→ Point labeling examples
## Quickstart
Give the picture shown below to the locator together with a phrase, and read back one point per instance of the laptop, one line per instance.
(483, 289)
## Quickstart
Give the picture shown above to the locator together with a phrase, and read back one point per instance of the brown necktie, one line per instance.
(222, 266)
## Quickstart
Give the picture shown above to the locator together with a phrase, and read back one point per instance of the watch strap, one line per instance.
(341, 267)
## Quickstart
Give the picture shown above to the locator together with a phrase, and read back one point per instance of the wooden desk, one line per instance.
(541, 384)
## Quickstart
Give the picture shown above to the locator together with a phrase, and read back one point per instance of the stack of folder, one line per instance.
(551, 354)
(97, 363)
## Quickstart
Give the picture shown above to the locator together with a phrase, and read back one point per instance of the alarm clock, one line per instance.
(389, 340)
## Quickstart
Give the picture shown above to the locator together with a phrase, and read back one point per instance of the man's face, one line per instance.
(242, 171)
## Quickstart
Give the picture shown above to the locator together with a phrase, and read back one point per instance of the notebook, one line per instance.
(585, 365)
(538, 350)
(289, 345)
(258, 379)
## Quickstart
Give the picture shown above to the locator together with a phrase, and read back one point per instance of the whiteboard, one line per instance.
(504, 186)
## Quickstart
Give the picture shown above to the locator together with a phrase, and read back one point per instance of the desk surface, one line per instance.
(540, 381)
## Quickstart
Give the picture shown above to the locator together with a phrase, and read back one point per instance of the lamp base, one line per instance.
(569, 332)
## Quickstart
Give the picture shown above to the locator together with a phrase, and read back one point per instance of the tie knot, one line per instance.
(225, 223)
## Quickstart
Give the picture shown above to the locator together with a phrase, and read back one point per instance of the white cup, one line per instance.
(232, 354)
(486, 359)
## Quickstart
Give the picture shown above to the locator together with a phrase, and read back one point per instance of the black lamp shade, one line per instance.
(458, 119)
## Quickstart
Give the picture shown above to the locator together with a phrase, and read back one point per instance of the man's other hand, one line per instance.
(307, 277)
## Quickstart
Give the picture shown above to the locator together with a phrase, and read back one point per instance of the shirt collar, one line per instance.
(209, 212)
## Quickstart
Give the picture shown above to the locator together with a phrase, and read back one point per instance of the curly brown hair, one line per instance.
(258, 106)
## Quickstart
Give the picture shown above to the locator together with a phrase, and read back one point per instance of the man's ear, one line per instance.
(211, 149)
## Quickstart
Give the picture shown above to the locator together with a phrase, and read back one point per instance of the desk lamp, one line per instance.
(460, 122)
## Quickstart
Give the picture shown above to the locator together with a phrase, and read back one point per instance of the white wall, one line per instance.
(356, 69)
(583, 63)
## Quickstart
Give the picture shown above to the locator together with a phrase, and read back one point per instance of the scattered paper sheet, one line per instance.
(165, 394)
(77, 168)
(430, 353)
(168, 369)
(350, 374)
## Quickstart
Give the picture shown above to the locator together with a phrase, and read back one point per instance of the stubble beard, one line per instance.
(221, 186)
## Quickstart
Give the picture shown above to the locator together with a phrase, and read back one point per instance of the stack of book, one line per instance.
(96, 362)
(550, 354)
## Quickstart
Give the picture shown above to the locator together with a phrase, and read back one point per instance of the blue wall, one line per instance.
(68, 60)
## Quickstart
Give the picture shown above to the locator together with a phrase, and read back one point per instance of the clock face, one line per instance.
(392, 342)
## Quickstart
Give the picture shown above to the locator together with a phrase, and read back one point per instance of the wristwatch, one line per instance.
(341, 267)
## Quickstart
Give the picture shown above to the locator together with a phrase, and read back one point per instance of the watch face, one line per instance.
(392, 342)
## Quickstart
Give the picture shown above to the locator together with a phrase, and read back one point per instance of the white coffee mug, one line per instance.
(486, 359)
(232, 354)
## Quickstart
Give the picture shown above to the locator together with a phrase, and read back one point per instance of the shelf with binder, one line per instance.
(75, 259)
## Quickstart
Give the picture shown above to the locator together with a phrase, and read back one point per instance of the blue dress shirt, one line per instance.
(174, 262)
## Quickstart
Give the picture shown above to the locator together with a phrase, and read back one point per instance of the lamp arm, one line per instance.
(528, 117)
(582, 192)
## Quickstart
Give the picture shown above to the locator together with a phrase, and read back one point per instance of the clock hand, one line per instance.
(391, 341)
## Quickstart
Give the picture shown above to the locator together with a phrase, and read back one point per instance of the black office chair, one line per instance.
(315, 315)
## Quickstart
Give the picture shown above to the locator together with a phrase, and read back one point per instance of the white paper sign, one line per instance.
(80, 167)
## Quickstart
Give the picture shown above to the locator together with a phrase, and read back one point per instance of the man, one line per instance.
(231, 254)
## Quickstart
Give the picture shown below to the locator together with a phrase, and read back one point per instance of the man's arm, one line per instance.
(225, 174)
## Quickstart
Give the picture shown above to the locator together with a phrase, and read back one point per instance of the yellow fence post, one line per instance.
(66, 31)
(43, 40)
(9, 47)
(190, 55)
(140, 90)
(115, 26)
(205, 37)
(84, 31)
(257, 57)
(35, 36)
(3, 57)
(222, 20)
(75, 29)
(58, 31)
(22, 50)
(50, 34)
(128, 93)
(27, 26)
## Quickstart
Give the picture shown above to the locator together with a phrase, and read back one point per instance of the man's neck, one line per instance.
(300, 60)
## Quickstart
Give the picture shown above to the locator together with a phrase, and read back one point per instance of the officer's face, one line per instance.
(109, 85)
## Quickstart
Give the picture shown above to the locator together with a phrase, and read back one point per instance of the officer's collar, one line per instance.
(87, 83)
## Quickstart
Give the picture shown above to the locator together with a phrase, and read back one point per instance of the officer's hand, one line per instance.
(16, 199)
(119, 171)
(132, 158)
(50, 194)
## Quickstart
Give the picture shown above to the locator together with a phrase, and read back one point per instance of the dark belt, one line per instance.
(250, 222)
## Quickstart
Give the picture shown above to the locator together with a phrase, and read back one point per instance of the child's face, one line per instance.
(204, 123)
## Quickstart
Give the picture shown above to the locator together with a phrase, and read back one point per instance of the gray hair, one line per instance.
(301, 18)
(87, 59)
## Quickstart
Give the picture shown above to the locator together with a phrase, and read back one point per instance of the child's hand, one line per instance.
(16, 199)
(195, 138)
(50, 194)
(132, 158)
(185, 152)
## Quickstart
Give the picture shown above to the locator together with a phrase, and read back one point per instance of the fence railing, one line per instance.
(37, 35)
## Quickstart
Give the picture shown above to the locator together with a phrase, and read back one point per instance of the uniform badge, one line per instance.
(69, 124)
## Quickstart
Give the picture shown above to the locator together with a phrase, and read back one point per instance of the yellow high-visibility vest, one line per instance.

→ Description of the task
Each record above must be given again exactly.

→ Worked answer
## Quickstart
Give the picture shown below to the locator together with a phrase, and read back one point per instance of the laptop, one line per instance.
(483, 289)
## Quickstart
Give the picture shown above to the locator together with a phrase, and read back one point per instance of the brown necktie, one line per instance.
(222, 266)
## Quickstart
Give the picture shown above to the locator together with a phrase, and read back one point per instance of the watch strap, one line per instance.
(341, 267)
## Quickstart
Give the picture shown above to the locator together with a phrase, and read back one point per instance of the wooden desk, one line per instance.
(541, 384)
## Quickstart
Give the picture shown above to the locator together with a phrase, and read back one point per instance of the stack of folder, one line per instance.
(551, 354)
(97, 363)
## Quickstart
Give the picture shown above to the locator together with a phrase, and read back one point per instance of the alarm clock, one line per instance.
(389, 340)
## Quickstart
Give the picture shown above to the locator together with a phrase, and read back one point per instance of the man's face, one line per instance.
(242, 171)
## Quickstart
Give the picture shown above to the locator together with a phrase, and read back one point per instance of the notebook, one line per instance.
(585, 365)
(538, 350)
(289, 345)
(258, 379)
## Quickstart
Give the picture shown above to the locator together with a phrase, and read back one point per instance of the whiteboard, one line per instance.
(504, 186)
## Quickstart
Give the picture shown above to the locator together with a phrase, and read back one point per instance of the desk surface, one line per instance.
(540, 381)
## Quickstart
Give the picture shown above to the locator together with a phrase, and read back one point per instance of the lamp base, one line per instance.
(569, 332)
## Quickstart
Give the picture shown above to the locator together with a phrase, and read back one point per instance of the tie knot, one line per instance.
(225, 223)
## Quickstart
Give the picture shown above to the locator together with a phrase, and read back one point per instance of the white cup, one line per instance.
(232, 354)
(486, 359)
## Quickstart
Give the picture shown above to the locator together with a phrase, and read back one point per instance of the black lamp shade, one line per instance.
(458, 119)
## Quickstart
Give the picture shown above to the locator together with a phrase, and read back one point per instance of the man's other hand, one line per instance.
(307, 277)
## Quickstart
Give the picture shown above to the locator together with a phrase, and read back one point per instance of the shirt collar, one line per instance.
(209, 212)
## Quickstart
Give the picture shown above to the locator together with a phrase, and read back one point per instance of the curly brown hair, one line per instance.
(258, 106)
## Quickstart
Give the picture shown above to the locator together with a phrase, and read back one point per instance of the man's ear, one line per instance.
(211, 149)
## Quickstart
Give the picture shown above to the locator together with a phrase, and read back one point per instance of the desk lamp, one line per instance.
(460, 122)
## Quickstart
Give the picture shown above to the locator together with a phrase, and read back one point per instance of the white wall, one line per instance.
(356, 69)
(583, 63)
## Quickstart
Give the picture shown above to the locator together with a phrase, and read back one point per instance of the scattered paper sheet, one line per instance.
(165, 394)
(77, 168)
(430, 353)
(168, 369)
(350, 374)
## Quickstart
Give the picture shown above to the locator together with a phrase, and read back one point per instance of the stubble beard, one line per instance.
(221, 186)
## Quickstart
Give the picture shown above to the locator together with a phrase, and read back one point per instance of the stack of book, one line per instance.
(96, 362)
(550, 354)
## Quickstart
Give the picture shown above to the locator together with a phrase, and read back one point per instance of the blue wall, one line per instance.
(68, 60)
## Quickstart
Give the picture shown above to the locator together with a phrase, and read back one point per instance of the clock face, one line per instance.
(392, 342)
## Quickstart
Give the picture shown above to the locator together with a phrase, and read back one point per instance of the wristwatch, one line per instance.
(341, 267)
## Quickstart
Give the picture shown above to the locator together with a phrase, and read back one point per instance of the watch face, one line per instance.
(392, 342)
## Quickstart
Give the picture shown above to the locator together with a phrase, and read back one point per instance of the white coffee mug, one line per instance.
(486, 359)
(232, 354)
## Quickstart
Give the picture shown above to the locator together with a phrase, and read back one point per instance of the shelf with binder, one line per instance.
(75, 259)
## Quickstart
Give the picture shown above to the locator together with a phrase, and read back one point per instance of the blue dress shirt, one line per instance.
(174, 262)
## Quickstart
Give the picture shown above to the locator together with a phrase, and read back one point per instance of the lamp arm, one line per instance.
(528, 117)
(582, 192)
## Quickstart
Give the picture shown above to the locator together with a phrase, and read back one point per instance of the clock hand, one line per instance.
(391, 341)
## Quickstart
Give the picture shown above to the locator together with a phrase, and read back one point per instance of the black office chair, one line per instance.
(315, 315)
## Quickstart
Give the picture shown above to the locator together with a phrase, and read back one point per instance of the white paper sign, one line per instance.
(80, 167)
## Quickstart
Give the picture shown above to the locator together with a phrase, and read back one point per instance of the man, one line per instance.
(231, 254)
## Quickstart
Give the picture shown below to the locator together with a phrase, and read back one point per instance of the man's arm, one line per instance.
(225, 174)
## Quickstart
Give the picture shown above to the locator together with a phrase, and read back one point per instance of the yellow fence post, one line per instance.
(66, 31)
(43, 40)
(9, 47)
(190, 55)
(140, 90)
(115, 26)
(205, 37)
(84, 31)
(257, 57)
(35, 36)
(3, 57)
(222, 20)
(75, 29)
(58, 31)
(22, 50)
(50, 34)
(128, 93)
(27, 26)
## Quickstart
Give the picture shown above to the locator together with a phrase, and read back one point per instance of the man's neck, one line per instance.
(300, 60)
## Quickstart
Give the picture shown above to the locator together with a phrase, and read back one point per instance of the officer's face, one line per instance.
(109, 85)
## Quickstart
Give the picture shown above to the locator together with a phrase, and read back one point per instance of the officer's collar, one line per instance.
(87, 83)
## Quickstart
Give the picture shown above to the locator together with a phrase, and read back one point per instance of the officer's hand, one line per instance.
(16, 199)
(119, 171)
(132, 158)
(50, 194)
## Quickstart
Give the picture shown above to the locator together with a phrase, and read back one point per instance of the dark belt, one line per instance.
(250, 222)
## Quickstart
Give the picture shown above to the locator together with a phrase, and read back one point per instance of the child's face, one line per instance.
(204, 123)
## Quickstart
Give the picture shown above to the locator together with a phrase, and read back one point per instance of the gray hair, one line per instance.
(301, 18)
(87, 59)
## Quickstart
Give the picture shown above to the locator together with a phrase, and read back one point per instance of the child's hand, one line per instance.
(16, 199)
(195, 138)
(50, 194)
(132, 158)
(185, 152)
## Quickstart
Give the picture shown above to the locator together with a phrase, and read back one point per instance of the fence railing, one line per instance.
(37, 35)
## Quickstart
Give the picture shown above to the locator together with a phrase, and read back one point per instance of the uniform badge, one line per instance.
(69, 124)
## Quickstart
Give the picture shown above to the locator together with a phrase, and read back one point per instance of the yellow high-visibility vest, one line per instance.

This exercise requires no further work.